**Given instruction**
Copy out the part of the records that opens with the line containing "Point to one spot on every instance of the grass in" and closes with the final record, requests included. Shift every x and y coordinate in the answers up by 13, and give nothing outside that part.

**Material supplied**
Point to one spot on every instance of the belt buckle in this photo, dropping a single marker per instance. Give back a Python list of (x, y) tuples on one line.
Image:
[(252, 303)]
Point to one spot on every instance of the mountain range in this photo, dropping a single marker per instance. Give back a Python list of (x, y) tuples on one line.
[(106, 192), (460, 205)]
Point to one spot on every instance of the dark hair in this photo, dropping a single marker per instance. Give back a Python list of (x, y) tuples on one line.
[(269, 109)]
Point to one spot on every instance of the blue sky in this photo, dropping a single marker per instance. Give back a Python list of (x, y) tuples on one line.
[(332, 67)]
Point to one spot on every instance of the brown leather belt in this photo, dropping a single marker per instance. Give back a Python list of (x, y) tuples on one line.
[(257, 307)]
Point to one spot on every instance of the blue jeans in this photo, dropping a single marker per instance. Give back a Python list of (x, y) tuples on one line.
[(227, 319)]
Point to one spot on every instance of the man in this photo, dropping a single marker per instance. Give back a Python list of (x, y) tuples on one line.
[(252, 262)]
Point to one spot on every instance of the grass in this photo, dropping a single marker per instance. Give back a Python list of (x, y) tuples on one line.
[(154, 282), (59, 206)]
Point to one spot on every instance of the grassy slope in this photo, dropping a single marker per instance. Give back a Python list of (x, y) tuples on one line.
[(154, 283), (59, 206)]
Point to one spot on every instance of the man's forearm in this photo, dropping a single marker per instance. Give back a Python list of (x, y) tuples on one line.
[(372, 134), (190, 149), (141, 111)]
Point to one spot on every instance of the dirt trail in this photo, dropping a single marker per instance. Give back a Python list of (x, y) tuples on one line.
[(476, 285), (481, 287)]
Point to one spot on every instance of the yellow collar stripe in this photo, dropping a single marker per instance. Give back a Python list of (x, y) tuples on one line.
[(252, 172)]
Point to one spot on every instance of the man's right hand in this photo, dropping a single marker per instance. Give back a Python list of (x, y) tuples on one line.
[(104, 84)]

**Answer to the task**
Point to one spot on every instance of the grass in this photo, dropping a single marker per instance. Give back a Python list of (x, y) tuples on one line.
[(167, 295), (72, 219)]
Point to one spot on every instance of the grassy slope in this photo, dropping a single marker per instance. Give back a Python list of (x, y) tuples on one line.
[(167, 296), (72, 219)]
Point to one spot on every instance of the man's forearm in this photo, dropping a single marker per instance. Give back a Python list of (x, y) tuples on one line.
[(385, 147), (203, 162), (154, 124)]
Point to one spot on every instance of the dirt trail in this photo, dropping a single marker per instance. Give back a Python list of (x, y) tuples on one line.
[(489, 298), (494, 300)]
Point to one spot on every instance of the yellow collar stripe in this photo, dropping a single marker per instance. Give back a Python list of (x, y) tuples on one line.
[(265, 185)]
Point to one spot on every instance of the man's right hand in this photo, dropping a single marker per instance. Give back a Python list of (x, y) tuples on one line.
[(117, 97)]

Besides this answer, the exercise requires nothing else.